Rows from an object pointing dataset
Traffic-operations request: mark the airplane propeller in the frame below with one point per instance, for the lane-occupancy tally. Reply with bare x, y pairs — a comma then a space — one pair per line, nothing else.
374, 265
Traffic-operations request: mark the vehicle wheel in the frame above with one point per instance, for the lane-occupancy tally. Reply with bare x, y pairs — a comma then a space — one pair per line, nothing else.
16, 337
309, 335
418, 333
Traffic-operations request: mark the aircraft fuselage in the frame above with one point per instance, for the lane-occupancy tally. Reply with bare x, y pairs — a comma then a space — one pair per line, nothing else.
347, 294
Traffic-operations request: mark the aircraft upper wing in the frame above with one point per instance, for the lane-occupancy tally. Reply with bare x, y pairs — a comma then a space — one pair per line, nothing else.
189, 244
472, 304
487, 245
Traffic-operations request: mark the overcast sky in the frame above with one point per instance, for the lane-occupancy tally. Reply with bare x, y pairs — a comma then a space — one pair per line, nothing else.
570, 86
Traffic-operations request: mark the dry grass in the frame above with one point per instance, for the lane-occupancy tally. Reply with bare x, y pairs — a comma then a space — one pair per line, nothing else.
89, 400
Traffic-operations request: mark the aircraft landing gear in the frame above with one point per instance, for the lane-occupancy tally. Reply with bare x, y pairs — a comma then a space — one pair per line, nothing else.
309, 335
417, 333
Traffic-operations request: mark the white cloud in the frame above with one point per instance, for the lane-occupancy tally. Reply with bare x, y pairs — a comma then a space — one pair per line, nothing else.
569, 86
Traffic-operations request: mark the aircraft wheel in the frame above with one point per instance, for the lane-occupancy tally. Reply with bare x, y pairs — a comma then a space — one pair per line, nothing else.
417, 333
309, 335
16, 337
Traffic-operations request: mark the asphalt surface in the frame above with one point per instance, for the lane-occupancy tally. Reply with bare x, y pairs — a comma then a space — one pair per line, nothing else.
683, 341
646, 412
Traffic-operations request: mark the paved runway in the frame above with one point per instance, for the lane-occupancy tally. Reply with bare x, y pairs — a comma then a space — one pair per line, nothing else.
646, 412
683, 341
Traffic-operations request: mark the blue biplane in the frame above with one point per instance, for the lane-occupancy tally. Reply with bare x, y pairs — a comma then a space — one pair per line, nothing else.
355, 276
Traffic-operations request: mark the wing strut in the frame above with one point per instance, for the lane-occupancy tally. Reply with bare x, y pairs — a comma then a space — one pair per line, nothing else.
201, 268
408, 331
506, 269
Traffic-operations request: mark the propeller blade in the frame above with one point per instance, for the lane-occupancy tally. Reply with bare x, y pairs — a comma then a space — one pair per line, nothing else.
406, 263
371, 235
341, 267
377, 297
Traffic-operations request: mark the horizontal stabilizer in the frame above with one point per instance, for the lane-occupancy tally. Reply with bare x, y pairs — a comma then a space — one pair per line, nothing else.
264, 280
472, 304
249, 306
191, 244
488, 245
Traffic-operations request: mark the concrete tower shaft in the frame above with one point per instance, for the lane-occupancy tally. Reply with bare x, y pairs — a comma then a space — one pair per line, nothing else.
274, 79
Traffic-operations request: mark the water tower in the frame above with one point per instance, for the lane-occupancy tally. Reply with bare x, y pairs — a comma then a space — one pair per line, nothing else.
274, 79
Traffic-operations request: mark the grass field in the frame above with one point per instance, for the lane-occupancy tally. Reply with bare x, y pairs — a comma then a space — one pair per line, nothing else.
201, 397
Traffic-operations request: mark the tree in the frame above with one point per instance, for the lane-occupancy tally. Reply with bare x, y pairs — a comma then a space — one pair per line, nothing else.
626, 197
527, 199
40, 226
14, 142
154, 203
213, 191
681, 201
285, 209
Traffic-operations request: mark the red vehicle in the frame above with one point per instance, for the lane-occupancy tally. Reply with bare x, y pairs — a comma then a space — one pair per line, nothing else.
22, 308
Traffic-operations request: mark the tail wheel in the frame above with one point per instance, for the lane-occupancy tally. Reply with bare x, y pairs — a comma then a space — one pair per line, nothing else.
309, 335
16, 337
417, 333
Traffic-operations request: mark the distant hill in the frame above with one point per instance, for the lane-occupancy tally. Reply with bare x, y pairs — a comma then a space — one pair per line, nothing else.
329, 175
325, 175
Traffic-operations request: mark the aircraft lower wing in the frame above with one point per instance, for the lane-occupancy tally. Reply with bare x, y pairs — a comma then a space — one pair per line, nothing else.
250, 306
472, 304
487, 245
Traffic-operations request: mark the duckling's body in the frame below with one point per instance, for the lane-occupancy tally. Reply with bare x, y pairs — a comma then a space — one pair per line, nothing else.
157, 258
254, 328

* * *

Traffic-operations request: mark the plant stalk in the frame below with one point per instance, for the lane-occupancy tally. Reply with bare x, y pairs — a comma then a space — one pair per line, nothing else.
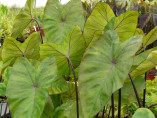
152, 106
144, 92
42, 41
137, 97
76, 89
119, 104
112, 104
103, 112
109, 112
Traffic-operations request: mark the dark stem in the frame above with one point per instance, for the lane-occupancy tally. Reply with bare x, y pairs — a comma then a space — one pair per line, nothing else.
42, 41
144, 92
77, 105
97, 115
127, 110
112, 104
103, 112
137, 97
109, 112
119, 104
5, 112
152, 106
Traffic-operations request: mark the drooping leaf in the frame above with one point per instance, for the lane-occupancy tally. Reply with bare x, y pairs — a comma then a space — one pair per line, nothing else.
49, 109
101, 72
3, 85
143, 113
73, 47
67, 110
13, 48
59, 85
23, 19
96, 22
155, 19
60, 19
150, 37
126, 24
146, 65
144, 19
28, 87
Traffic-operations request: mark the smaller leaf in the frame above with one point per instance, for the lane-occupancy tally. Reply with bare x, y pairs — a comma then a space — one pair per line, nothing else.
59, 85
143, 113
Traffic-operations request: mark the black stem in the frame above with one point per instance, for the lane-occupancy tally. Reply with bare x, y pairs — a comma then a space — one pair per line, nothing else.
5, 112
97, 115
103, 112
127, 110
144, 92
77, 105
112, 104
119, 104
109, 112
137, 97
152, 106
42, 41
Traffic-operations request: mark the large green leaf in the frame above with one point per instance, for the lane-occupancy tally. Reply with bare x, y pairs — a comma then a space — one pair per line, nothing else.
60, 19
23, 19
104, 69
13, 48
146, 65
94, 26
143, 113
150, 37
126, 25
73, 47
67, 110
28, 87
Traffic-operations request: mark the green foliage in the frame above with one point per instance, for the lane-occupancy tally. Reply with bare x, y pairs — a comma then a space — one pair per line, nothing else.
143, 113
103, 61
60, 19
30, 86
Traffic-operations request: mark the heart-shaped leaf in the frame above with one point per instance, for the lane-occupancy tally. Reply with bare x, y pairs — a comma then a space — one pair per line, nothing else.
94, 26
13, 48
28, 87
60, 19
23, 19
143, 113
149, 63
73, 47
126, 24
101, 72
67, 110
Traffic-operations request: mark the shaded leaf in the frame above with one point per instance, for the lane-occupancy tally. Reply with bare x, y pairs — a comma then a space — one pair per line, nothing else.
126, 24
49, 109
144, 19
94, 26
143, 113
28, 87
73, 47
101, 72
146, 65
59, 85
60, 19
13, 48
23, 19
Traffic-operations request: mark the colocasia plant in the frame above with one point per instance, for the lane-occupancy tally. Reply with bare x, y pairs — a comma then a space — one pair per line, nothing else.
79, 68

**PROBLEM DESCRIPTION:** Locate each line in the rows above that contains the string "wing", and copy those lines out in full. Letter case matters.

**OUTPUT OF THE TASK:**
Traffic-operations request: mark the aircraft upper wing in the frame above with one point per instance, for the lane-occupancy tally. Reply with bare x, y pairs — a comma then a space — one pair per line, nothing else.
Traffic-operations request: mark the wing strut in the frame above with one point per instance, for the lane-occupancy tally. Reply with bare x, y pairs — a comma then a space — one pair per line, nothing else.
Traffic-operations request: mark the aircraft lower wing in the frame above with one point per instance, for the lane-occupancy tally. Reply with bare x, y pairs — a comma then a space — one pair per line, nothing else.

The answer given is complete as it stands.